* [WORK TASK]:
Set down each record that follows exactly. Drop the images.

* [DATA FOR PROCESSING]:
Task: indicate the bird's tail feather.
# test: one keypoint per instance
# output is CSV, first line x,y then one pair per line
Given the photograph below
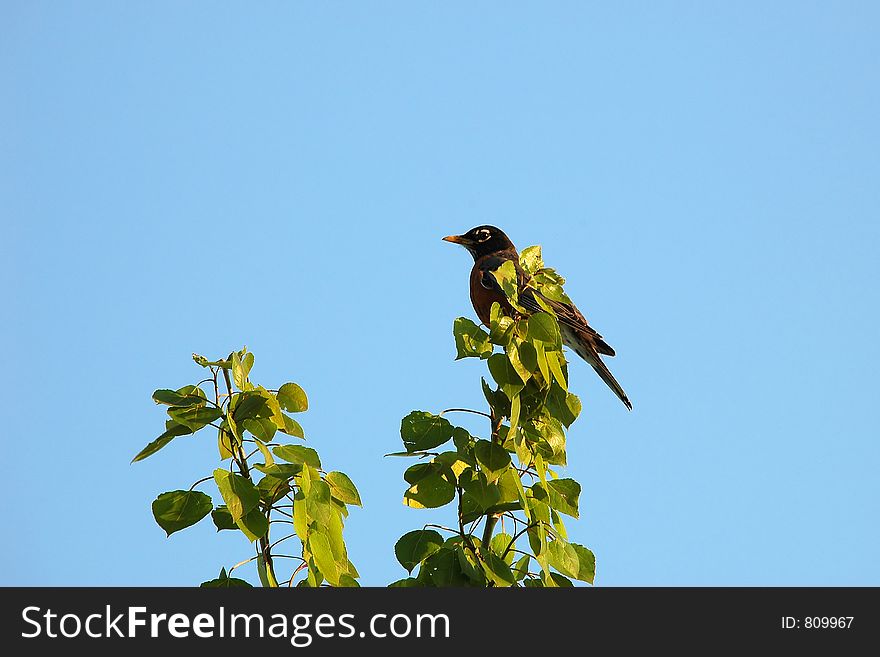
x,y
603,371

* [YOUR SOLUTION]:
Task: indicate the bird's tail feather.
# test: one keypoint per instance
# output is CSV, first line x,y then one pair per line
Given the photograph below
x,y
603,371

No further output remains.